Some smart people make them difficult.
Sen. Elizabeth Warren, who is seeking the Democratic presidential nomination, announced a decision yesterday:
The Mueller report lays out facts showing that a hostile foreign government attacked our 2016 election to help Donald Trump and Donald Trump welcomed that help. Once elected, Donald Trump obstructed the investigation into that attack.
Mueller put the next step in the hands of Congress: “Congress has authority to prohibit a President’s corrupt use of his authority in order to protect the integrity of the administration of justice.” The correct process for exercising that authority is impeachment.
To ignore a President’s repeated efforts to obstruct an investigation into his own disloyal behavior would inflict great and lasting damage on this country, and it would suggest that both the current and future Presidents would be free to abuse their power in similar ways.
The severity of this misconduct demands that elected officials in both parties set aside political considerations and do their constitutional duty. That means the House should initiate impeachment proceedings against the President of the United States.
She explained her decision to Rachel Maddow last night. The senator begins speaking at 1:25 of this short video. If you watch it, you’ll see that Sen. Warren is a very smart person who made an easy decision (it’s more evidence that she should be our next president).
Rachel Maddow: “What made you decide to take this step today?”
Elizabeth Warren: “Well, I read the report.”
There are other smart people reading the Mueller report (or being told what’s in it) who believe the issue is much more complicated. They’ve seen polls that say the American people aren’t enthusiastic about impeachment. They’re concerned that impeaching the president would “tear the country apart”. They assume that Republican senators would never vote to remove this president, no matter what he’s done. They’re worried that Democrats would suffer in the next election. They think the election would end up being all about impeachment, not the issues voters really care about. They think most voters are too cynical to care about the president’s behavior. For some reason, they think that publicizing the president’s misdeeds in televised hearings would discourage Democratic voters and energize Republican ones.
It’s unfortunate that some of the smart people having trouble with this decision are Democrats in Congress.
From Jamil Smith, writing for Rolling Stone:
Despite a few outliers, such as freshmen Alexandria Ocasio-Cortez and Rashida Tlaib [and now Elizabeth Warren], most Democrats in Congress have not recognized that the responsibility of impeachment is now at their doorstep, so I fully expect the Democratic Party as a whole will pull its punches.

- Records supplied
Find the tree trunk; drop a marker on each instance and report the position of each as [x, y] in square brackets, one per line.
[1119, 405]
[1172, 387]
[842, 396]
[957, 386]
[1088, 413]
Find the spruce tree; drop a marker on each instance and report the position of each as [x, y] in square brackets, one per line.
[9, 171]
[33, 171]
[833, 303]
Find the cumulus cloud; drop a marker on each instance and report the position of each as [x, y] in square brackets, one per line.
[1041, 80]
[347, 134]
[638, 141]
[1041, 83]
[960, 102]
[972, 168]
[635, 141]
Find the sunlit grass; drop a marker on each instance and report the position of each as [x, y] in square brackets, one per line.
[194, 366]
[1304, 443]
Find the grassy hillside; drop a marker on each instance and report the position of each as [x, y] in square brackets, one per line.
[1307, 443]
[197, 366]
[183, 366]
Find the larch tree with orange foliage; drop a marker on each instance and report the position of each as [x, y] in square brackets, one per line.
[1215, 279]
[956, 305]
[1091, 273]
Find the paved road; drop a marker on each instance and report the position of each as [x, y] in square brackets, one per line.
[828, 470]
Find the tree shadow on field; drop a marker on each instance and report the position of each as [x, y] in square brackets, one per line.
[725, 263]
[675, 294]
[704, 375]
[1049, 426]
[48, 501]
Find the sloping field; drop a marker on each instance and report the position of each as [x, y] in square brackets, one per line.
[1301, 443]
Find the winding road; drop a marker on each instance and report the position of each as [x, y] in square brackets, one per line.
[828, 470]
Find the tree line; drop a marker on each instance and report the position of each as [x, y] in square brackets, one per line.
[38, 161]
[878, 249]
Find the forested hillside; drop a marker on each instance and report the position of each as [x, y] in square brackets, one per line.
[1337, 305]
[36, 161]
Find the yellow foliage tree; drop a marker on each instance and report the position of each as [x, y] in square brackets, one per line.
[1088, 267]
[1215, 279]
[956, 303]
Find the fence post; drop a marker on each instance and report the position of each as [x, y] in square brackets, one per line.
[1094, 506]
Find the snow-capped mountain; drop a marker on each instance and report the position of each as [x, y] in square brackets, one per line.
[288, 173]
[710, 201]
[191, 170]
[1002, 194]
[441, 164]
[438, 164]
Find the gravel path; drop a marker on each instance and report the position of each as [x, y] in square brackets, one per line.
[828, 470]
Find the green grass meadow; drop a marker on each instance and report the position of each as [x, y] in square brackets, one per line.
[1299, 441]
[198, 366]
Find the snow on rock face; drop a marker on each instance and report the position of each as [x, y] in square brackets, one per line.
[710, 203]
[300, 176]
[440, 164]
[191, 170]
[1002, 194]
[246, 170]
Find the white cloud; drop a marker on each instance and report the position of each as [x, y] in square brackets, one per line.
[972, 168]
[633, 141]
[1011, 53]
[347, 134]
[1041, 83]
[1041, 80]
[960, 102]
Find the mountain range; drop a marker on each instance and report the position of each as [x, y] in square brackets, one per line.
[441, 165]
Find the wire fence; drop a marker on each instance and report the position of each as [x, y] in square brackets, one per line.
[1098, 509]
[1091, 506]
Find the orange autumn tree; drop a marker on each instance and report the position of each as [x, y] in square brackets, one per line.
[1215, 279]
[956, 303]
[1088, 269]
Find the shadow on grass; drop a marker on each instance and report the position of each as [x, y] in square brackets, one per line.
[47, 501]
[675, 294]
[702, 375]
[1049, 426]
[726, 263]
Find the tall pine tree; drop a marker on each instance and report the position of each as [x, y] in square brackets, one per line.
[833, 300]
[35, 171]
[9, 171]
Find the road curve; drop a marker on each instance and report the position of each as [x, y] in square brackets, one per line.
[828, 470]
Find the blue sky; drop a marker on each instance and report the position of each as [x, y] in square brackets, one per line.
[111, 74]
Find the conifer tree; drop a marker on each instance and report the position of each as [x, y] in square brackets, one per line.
...
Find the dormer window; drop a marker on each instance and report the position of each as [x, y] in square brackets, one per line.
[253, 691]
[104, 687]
* * *
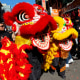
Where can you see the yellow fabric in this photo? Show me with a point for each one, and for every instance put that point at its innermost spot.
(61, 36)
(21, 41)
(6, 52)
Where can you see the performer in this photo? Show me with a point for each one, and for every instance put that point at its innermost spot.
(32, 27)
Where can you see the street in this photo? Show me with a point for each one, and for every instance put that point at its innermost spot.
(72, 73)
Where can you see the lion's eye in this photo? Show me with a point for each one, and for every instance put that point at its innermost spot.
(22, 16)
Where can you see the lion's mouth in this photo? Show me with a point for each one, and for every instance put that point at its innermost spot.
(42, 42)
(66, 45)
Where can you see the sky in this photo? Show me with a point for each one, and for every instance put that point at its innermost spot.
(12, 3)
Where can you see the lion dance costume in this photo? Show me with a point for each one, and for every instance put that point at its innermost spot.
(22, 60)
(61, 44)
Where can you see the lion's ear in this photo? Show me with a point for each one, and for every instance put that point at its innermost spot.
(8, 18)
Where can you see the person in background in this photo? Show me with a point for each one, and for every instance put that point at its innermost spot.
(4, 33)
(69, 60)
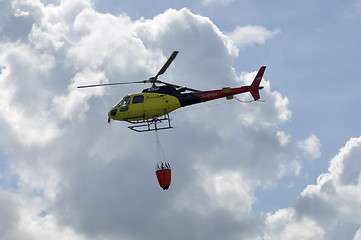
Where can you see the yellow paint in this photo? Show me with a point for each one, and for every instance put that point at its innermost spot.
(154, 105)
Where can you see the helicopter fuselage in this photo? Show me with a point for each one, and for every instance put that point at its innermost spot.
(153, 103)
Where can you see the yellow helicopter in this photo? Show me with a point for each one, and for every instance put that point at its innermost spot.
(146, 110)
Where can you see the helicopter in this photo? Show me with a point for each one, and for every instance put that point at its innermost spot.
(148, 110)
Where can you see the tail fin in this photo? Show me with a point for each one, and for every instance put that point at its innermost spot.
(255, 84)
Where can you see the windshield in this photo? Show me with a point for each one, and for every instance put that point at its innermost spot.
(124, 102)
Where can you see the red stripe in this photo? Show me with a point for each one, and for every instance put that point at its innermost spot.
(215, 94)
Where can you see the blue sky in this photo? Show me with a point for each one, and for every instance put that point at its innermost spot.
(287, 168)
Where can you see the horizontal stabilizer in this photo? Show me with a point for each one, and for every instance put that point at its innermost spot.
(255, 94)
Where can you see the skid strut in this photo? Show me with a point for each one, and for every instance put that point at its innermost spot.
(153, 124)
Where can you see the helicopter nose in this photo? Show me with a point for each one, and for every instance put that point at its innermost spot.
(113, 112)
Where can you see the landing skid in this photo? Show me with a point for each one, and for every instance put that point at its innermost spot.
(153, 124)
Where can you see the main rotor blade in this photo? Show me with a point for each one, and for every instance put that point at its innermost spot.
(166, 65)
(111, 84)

- Exercises
A. Answer these from the post on impeachment, marking each answer like its question:
(i) To whom did Warren explain her decision last night?
(ii) At what time in the short video does the senator begin speaking?
(iii) For which publication was Jamil Smith writing?
B. Render this sentence from the post on impeachment in Spanish: "It’s unfortunate that some of the smart people having trouble with this decision are Democrats in Congress."
C. Reproduce everything in the post on impeachment from "Some smart people" down to "into that attack.".
The items are separate material and have no connection to the post on impeachment.

- Solved problems
A.
(i) Rachel Maddow
(ii) 1:25
(iii) Rolling Stone

B. Es lamentable que algunas de las personas inteligentes que tienen dificultades con esta decisión sean demócratas del Congreso.

C.
Some smart people make them difficult.
Sen. Elizabeth Warren, who is seeking the Democratic presidential nomination, announced a decision yesterday:
The Mueller report lays out facts showing that a hostile foreign government attacked our 2016 election to help Donald Trump and Donald Trump welcomed that help. Once elected, Donald Trump obstructed the investigation into that attack.